_Written task_: Transcribe word for word each line from the one containing "Which spot sits on each instance of the black" to the final line of the data, both included. Skip the pictures.
=== Material for this exercise ===
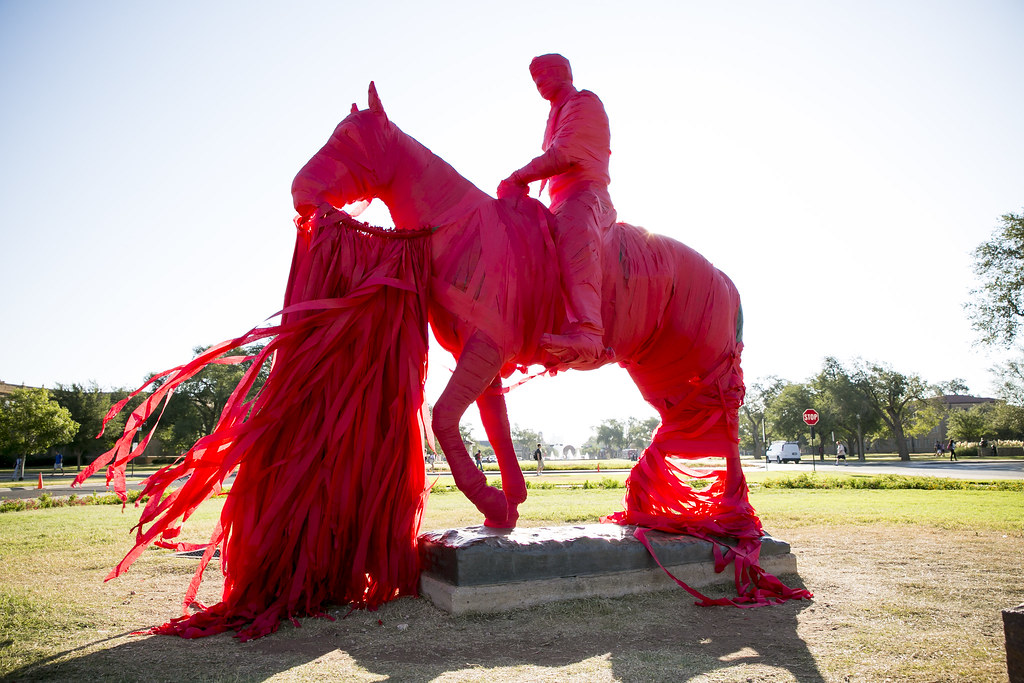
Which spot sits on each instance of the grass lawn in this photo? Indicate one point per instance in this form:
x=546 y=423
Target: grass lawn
x=908 y=586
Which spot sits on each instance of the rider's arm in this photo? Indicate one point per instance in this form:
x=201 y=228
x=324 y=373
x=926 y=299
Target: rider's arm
x=552 y=162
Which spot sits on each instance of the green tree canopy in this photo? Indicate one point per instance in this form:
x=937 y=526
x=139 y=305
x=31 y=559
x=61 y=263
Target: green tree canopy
x=31 y=422
x=524 y=440
x=896 y=396
x=758 y=400
x=195 y=408
x=970 y=425
x=88 y=406
x=639 y=432
x=996 y=307
x=844 y=409
x=785 y=415
x=611 y=435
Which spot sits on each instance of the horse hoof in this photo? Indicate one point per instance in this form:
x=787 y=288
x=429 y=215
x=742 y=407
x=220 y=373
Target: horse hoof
x=508 y=522
x=492 y=503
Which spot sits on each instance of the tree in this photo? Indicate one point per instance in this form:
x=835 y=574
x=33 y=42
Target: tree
x=1007 y=421
x=757 y=402
x=195 y=408
x=639 y=432
x=611 y=435
x=894 y=395
x=996 y=308
x=970 y=425
x=524 y=440
x=843 y=409
x=1011 y=381
x=785 y=415
x=88 y=407
x=31 y=422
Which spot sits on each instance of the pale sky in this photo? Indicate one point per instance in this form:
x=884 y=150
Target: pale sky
x=839 y=161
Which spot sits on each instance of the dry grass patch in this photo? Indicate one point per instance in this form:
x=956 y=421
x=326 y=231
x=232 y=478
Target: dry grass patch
x=897 y=601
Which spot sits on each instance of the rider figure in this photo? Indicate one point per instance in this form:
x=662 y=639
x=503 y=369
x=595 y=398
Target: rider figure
x=574 y=166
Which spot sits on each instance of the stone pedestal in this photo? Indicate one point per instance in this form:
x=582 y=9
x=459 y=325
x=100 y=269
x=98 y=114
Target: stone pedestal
x=1013 y=628
x=479 y=569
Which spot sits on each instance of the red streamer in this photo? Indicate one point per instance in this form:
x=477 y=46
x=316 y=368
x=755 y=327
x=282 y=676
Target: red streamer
x=330 y=486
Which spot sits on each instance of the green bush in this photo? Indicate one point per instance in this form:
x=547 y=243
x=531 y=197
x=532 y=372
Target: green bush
x=889 y=481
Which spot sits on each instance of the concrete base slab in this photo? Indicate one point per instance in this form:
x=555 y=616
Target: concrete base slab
x=478 y=569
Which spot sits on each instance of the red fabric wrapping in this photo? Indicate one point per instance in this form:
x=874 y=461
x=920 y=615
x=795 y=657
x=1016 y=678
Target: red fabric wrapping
x=671 y=317
x=699 y=420
x=330 y=491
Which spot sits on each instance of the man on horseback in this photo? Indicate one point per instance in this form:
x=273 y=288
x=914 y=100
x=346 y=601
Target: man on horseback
x=574 y=167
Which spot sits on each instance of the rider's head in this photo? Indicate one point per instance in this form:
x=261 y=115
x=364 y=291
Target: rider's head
x=552 y=75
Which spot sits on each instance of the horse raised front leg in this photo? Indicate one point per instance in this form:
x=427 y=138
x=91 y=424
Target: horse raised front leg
x=478 y=366
x=495 y=416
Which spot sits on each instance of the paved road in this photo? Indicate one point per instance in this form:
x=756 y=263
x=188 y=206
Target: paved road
x=964 y=469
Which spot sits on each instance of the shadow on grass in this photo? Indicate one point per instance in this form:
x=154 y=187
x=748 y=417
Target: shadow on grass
x=654 y=636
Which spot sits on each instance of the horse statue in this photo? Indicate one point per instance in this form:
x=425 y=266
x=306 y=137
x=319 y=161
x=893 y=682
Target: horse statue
x=673 y=321
x=327 y=457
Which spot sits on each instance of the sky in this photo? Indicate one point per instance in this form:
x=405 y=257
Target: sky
x=839 y=161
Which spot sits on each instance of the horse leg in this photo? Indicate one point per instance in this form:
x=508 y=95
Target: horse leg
x=495 y=416
x=478 y=365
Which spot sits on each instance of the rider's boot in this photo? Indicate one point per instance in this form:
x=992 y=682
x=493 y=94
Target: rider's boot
x=583 y=344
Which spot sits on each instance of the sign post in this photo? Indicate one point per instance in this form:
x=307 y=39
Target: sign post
x=811 y=419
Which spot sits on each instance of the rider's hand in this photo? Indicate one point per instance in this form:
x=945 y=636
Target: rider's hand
x=512 y=187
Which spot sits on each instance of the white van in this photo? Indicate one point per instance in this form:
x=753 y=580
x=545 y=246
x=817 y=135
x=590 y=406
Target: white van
x=781 y=452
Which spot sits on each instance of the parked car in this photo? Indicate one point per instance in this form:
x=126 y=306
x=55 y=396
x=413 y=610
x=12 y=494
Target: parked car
x=783 y=452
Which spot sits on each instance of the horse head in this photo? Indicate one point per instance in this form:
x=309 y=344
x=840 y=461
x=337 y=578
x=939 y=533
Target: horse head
x=353 y=166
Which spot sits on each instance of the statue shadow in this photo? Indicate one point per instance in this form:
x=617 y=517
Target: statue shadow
x=653 y=636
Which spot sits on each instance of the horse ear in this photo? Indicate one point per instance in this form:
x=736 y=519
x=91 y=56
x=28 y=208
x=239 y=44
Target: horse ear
x=375 y=100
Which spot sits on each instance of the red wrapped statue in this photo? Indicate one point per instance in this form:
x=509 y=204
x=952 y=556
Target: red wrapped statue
x=330 y=487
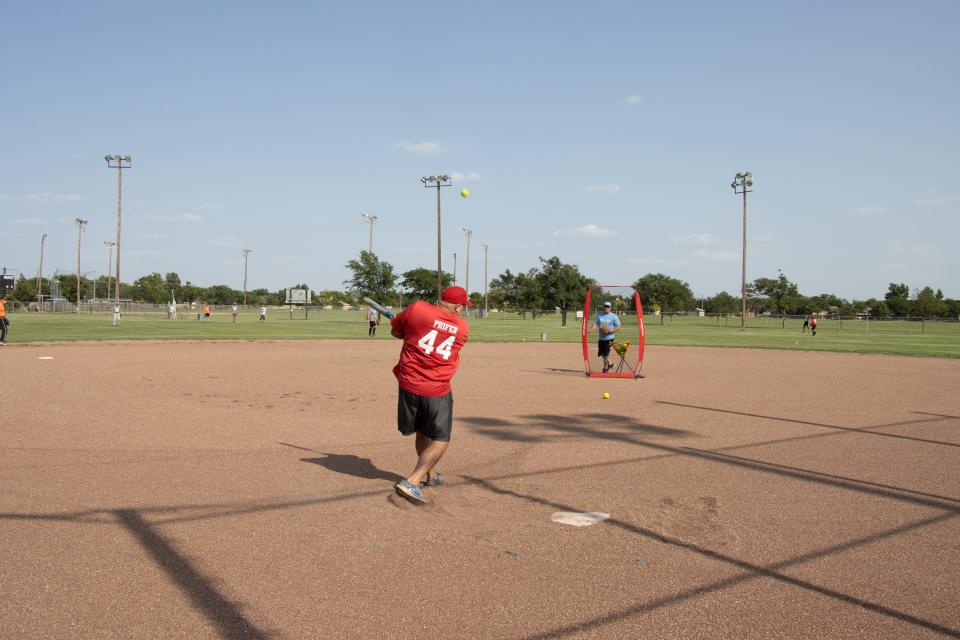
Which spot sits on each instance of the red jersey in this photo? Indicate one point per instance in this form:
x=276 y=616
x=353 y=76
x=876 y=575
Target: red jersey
x=432 y=339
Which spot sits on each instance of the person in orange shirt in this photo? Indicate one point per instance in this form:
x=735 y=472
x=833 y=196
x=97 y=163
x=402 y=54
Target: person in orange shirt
x=4 y=323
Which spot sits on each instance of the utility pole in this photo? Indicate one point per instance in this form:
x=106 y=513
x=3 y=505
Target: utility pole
x=246 y=253
x=466 y=278
x=43 y=240
x=81 y=223
x=741 y=183
x=371 y=219
x=118 y=163
x=486 y=292
x=110 y=245
x=430 y=182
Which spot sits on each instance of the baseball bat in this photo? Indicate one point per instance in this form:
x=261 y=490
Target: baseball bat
x=378 y=307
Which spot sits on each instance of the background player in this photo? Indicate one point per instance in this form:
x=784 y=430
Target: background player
x=373 y=317
x=608 y=323
x=432 y=338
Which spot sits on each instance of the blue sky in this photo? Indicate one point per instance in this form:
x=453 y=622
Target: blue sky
x=604 y=133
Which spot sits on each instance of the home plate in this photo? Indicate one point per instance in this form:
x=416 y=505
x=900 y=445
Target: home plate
x=575 y=519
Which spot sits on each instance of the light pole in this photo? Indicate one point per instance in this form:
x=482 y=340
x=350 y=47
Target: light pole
x=486 y=293
x=246 y=253
x=430 y=182
x=741 y=184
x=43 y=240
x=110 y=245
x=371 y=219
x=118 y=163
x=466 y=278
x=81 y=223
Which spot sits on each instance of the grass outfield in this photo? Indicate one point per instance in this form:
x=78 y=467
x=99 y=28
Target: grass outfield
x=940 y=339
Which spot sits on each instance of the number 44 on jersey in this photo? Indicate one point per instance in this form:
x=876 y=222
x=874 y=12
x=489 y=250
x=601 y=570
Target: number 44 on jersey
x=427 y=343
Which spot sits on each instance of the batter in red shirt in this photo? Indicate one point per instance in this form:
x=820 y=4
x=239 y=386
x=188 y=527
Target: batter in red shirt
x=432 y=338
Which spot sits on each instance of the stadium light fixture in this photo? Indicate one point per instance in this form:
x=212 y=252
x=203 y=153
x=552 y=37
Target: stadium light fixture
x=246 y=254
x=81 y=223
x=741 y=185
x=43 y=241
x=371 y=220
x=466 y=278
x=486 y=292
x=118 y=163
x=110 y=245
x=436 y=182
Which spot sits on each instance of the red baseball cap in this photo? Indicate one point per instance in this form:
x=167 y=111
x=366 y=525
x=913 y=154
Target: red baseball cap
x=456 y=295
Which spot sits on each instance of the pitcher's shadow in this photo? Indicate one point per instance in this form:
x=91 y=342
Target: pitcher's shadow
x=353 y=466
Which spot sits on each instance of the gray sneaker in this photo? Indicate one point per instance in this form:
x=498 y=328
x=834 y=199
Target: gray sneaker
x=410 y=491
x=433 y=480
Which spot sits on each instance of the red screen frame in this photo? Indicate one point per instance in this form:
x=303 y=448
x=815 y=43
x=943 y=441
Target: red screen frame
x=585 y=329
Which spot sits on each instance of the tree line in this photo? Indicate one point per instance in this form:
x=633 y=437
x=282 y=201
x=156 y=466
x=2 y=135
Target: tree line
x=550 y=285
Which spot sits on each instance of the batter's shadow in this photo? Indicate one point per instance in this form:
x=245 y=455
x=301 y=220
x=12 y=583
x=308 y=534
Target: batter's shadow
x=353 y=466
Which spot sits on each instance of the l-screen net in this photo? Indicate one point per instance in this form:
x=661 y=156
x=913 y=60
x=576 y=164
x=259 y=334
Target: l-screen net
x=616 y=331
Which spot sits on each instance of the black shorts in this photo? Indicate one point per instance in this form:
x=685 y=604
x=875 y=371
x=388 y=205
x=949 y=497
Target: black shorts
x=603 y=348
x=433 y=417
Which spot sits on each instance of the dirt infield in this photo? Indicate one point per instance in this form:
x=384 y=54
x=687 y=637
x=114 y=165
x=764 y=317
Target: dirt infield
x=243 y=490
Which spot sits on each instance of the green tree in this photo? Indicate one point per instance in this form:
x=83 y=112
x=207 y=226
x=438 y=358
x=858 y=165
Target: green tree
x=671 y=294
x=371 y=277
x=173 y=283
x=503 y=291
x=25 y=290
x=421 y=284
x=951 y=308
x=189 y=292
x=897 y=298
x=876 y=308
x=331 y=297
x=151 y=288
x=561 y=285
x=723 y=302
x=259 y=296
x=782 y=295
x=221 y=294
x=927 y=305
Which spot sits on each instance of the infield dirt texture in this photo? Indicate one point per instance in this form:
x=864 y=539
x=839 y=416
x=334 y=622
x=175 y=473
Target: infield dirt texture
x=243 y=490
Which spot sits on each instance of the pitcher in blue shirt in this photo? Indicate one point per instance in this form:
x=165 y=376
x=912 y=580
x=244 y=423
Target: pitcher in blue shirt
x=608 y=323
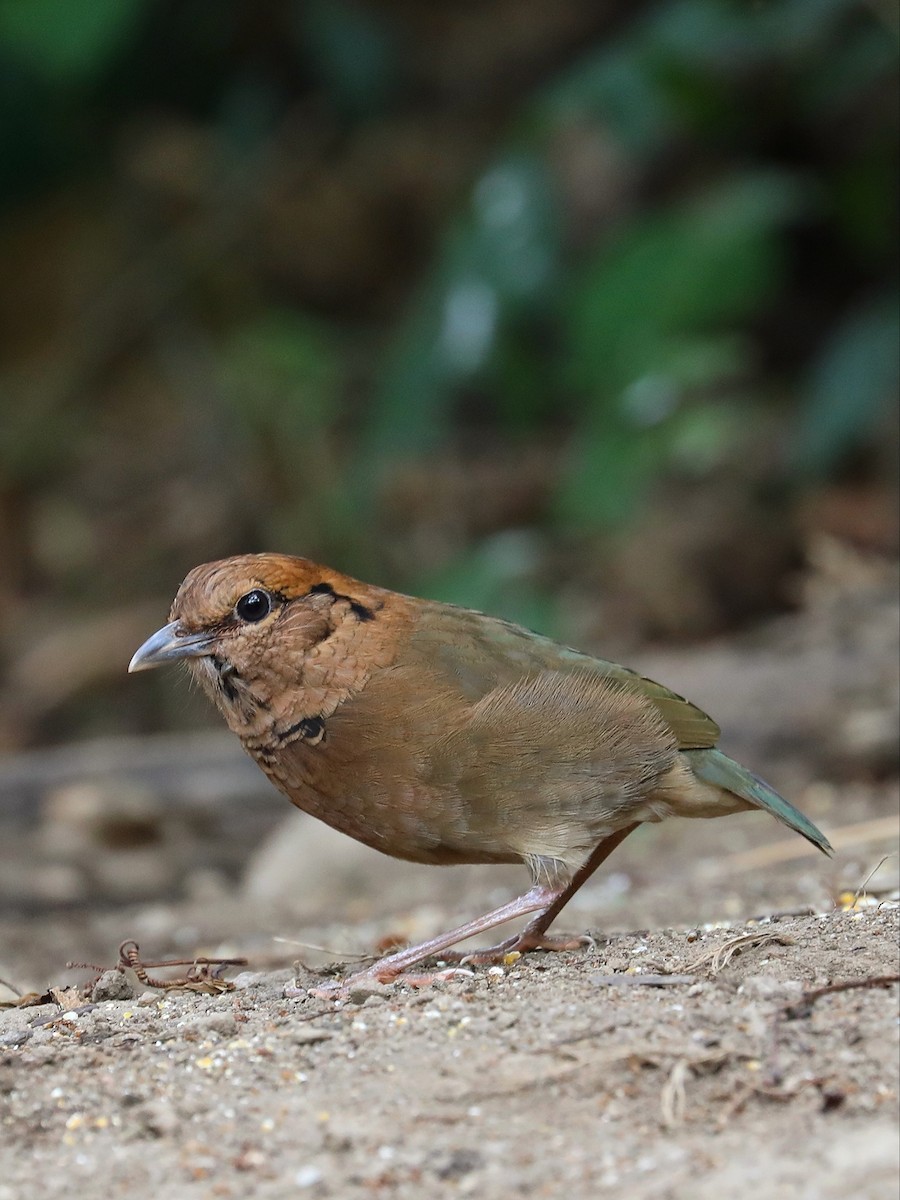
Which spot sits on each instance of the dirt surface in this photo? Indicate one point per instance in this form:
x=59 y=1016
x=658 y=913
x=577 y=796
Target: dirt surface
x=732 y=1030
===
_Task response_:
Which spot sits on each instance of the black shorts in this photo? Indicate one point per instance in this form:
x=685 y=604
x=875 y=371
x=388 y=205
x=949 y=497
Target: black shorts
x=603 y=348
x=433 y=417
Which spot sits on each instance of the dirt infield in this photo? Indicate one point per instance in this form:
x=384 y=54
x=687 y=637
x=114 y=165
x=764 y=317
Target: dirt infield
x=243 y=490
Which spot sits on each instance of the green tree in this photo? Indicate one point per instance in this form:
x=83 y=112
x=207 y=226
x=438 y=358
x=858 y=165
Target: green tree
x=671 y=294
x=371 y=277
x=173 y=283
x=503 y=291
x=25 y=290
x=421 y=284
x=951 y=308
x=189 y=292
x=897 y=298
x=876 y=308
x=331 y=297
x=151 y=288
x=561 y=285
x=723 y=302
x=259 y=296
x=782 y=295
x=221 y=294
x=927 y=305
Which spot sits on each instance of the infield dirt texture in this photo? Indicate one point per instance in this form:
x=864 y=539
x=839 y=416
x=334 y=622
x=175 y=473
Target: infield dirt texture
x=243 y=490
Which spot sits on each instance of the pitcher in blue shirt in this photo? Indicate one point per instance in this form:
x=165 y=376
x=912 y=580
x=244 y=423
Target: pitcher in blue shirt
x=608 y=323
Which spot sits on each instance of the dirt surface in this photo? Indicate one point per instance in this form:
x=59 y=1016
x=658 y=913
x=577 y=796
Target: dirt surface
x=732 y=1030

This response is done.